* Written problem
Filter the material below, keeping only the lines that contain the word "trousers". Copy each of those lines in the order it appears.

Records from a pointing dataset:
****
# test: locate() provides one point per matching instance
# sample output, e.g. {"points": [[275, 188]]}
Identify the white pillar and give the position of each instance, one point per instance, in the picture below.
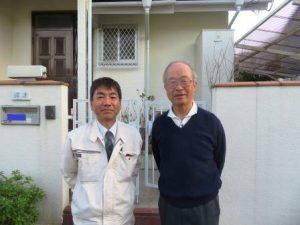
{"points": [[82, 8]]}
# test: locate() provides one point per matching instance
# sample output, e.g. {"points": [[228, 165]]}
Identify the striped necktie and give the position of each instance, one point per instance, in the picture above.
{"points": [[109, 143]]}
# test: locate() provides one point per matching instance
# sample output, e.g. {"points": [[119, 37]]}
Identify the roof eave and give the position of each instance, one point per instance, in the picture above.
{"points": [[172, 6]]}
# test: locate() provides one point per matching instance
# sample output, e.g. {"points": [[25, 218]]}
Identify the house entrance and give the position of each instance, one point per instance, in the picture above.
{"points": [[54, 37]]}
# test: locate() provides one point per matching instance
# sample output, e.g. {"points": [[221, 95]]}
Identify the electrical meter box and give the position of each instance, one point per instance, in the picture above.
{"points": [[20, 115]]}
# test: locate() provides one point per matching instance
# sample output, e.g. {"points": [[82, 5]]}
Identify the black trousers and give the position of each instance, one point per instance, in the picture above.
{"points": [[207, 214]]}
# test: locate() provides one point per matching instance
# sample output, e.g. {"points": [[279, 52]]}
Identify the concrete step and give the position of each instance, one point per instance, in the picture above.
{"points": [[143, 216]]}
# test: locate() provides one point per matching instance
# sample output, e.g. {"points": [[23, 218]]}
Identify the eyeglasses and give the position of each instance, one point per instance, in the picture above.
{"points": [[184, 82]]}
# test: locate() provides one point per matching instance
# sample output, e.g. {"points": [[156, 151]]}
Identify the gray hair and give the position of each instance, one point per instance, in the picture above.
{"points": [[194, 74]]}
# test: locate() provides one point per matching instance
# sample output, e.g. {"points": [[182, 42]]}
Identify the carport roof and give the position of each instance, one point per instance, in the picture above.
{"points": [[272, 48]]}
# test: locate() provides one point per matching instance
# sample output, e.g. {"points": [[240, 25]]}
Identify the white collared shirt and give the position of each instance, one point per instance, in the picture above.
{"points": [[178, 121], [103, 129]]}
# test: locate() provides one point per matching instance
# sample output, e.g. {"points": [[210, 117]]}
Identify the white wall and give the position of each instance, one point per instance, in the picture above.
{"points": [[36, 150], [261, 182], [172, 37]]}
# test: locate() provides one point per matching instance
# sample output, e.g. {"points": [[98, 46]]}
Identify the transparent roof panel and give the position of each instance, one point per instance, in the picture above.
{"points": [[273, 46]]}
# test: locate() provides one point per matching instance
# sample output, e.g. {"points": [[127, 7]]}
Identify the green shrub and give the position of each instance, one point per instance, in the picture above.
{"points": [[18, 198]]}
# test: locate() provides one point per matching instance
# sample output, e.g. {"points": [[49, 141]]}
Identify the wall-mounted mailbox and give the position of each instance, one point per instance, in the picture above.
{"points": [[20, 115]]}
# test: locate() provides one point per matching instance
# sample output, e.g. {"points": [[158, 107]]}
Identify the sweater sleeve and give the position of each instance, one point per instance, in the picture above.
{"points": [[220, 149], [155, 149]]}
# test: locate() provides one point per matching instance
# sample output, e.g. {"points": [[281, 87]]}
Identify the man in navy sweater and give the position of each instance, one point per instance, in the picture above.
{"points": [[189, 147]]}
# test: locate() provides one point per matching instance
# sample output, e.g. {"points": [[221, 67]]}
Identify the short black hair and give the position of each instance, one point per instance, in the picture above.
{"points": [[105, 82]]}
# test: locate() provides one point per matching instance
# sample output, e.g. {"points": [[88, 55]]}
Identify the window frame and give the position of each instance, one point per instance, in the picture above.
{"points": [[126, 63]]}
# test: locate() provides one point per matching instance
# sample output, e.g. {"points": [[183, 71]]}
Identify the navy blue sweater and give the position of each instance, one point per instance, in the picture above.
{"points": [[190, 159]]}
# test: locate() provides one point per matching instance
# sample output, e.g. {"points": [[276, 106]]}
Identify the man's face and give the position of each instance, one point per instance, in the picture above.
{"points": [[106, 104], [179, 85]]}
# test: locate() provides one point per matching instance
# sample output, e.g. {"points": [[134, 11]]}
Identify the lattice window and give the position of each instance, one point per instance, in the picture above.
{"points": [[117, 45]]}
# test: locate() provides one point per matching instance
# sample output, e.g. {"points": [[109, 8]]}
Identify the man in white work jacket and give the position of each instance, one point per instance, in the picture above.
{"points": [[102, 182]]}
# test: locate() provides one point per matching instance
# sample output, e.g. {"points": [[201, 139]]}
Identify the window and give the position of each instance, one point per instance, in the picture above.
{"points": [[117, 45]]}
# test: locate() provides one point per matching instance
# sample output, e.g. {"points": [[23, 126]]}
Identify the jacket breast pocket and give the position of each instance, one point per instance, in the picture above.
{"points": [[90, 168]]}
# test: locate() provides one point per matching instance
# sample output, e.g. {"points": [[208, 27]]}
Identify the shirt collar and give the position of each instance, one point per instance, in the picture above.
{"points": [[192, 112]]}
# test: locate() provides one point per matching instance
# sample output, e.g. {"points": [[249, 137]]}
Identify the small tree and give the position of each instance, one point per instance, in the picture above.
{"points": [[18, 198]]}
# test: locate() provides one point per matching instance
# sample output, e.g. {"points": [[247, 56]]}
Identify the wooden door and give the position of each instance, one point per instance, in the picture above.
{"points": [[54, 50]]}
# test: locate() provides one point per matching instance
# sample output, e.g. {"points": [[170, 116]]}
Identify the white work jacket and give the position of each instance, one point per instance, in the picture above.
{"points": [[103, 192]]}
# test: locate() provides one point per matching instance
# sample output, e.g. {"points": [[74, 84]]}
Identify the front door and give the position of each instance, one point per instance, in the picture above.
{"points": [[53, 47]]}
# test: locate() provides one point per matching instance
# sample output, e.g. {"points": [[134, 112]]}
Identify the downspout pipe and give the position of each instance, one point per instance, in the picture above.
{"points": [[89, 57], [147, 6], [238, 6]]}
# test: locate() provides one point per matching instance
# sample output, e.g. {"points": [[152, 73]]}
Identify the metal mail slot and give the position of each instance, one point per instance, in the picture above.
{"points": [[20, 115]]}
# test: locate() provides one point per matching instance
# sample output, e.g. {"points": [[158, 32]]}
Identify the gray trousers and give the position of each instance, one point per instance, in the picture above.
{"points": [[207, 214]]}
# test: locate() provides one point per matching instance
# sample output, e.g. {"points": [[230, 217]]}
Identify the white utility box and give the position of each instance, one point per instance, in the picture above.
{"points": [[214, 60], [26, 71]]}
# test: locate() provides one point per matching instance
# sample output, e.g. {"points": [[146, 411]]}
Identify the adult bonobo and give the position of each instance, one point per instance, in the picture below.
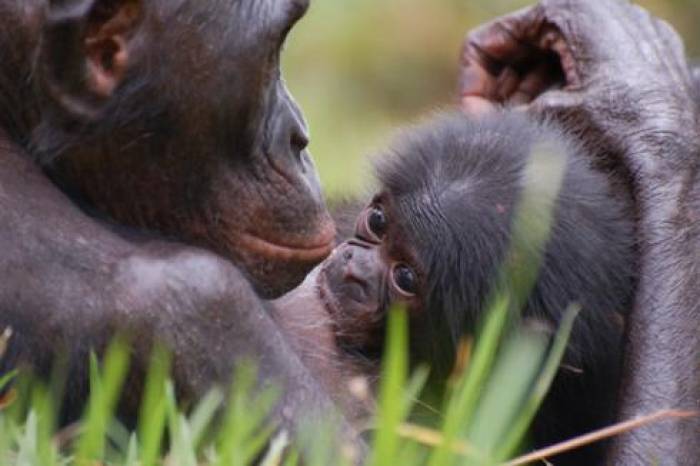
{"points": [[625, 88], [187, 94]]}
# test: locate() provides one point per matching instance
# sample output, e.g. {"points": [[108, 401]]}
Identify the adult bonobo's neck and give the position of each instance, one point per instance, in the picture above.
{"points": [[20, 25]]}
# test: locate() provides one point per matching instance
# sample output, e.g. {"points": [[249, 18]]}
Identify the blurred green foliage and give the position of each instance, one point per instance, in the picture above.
{"points": [[362, 68]]}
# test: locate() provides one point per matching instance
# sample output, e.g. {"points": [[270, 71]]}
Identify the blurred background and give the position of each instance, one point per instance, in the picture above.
{"points": [[362, 68]]}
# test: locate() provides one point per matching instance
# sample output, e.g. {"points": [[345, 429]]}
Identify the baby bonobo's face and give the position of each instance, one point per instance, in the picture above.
{"points": [[366, 274]]}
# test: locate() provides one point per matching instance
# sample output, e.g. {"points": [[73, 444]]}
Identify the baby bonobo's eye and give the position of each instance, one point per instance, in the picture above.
{"points": [[376, 223], [404, 280]]}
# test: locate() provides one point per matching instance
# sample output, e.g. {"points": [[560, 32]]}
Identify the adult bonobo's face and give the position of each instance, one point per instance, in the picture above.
{"points": [[188, 129], [368, 273]]}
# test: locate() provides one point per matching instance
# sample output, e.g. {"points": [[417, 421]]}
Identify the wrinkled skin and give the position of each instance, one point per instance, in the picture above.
{"points": [[625, 88], [226, 205]]}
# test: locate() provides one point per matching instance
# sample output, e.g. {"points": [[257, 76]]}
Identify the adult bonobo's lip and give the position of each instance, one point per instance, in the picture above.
{"points": [[312, 251]]}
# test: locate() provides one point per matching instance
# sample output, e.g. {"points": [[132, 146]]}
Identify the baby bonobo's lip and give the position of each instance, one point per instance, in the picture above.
{"points": [[328, 299], [312, 251]]}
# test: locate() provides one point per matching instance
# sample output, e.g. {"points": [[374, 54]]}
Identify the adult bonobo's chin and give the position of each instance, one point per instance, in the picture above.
{"points": [[188, 95], [167, 123]]}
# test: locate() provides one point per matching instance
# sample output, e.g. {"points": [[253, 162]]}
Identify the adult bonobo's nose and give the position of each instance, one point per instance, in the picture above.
{"points": [[288, 148]]}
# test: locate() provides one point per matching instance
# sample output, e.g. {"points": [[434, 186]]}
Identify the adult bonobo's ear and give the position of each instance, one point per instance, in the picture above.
{"points": [[85, 51]]}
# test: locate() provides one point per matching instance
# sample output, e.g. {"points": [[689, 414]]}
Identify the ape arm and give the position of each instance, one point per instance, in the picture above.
{"points": [[624, 87], [70, 282]]}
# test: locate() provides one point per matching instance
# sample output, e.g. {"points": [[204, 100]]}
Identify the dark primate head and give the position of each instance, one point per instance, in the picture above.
{"points": [[440, 229], [171, 115]]}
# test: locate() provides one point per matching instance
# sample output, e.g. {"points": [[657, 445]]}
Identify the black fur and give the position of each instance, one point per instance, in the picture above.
{"points": [[456, 185]]}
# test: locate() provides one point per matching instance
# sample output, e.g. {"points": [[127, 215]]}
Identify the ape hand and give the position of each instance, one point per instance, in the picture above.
{"points": [[606, 69]]}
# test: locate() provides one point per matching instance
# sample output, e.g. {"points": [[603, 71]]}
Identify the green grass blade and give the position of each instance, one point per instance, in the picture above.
{"points": [[104, 394], [154, 407], [391, 400], [544, 382], [465, 397]]}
****
* Right answer
Identify the black trousers and give the position of each instance, one point per instance, in the picture above.
Identify the gray trousers and give the position of each instance, one point per instance, in the picture above.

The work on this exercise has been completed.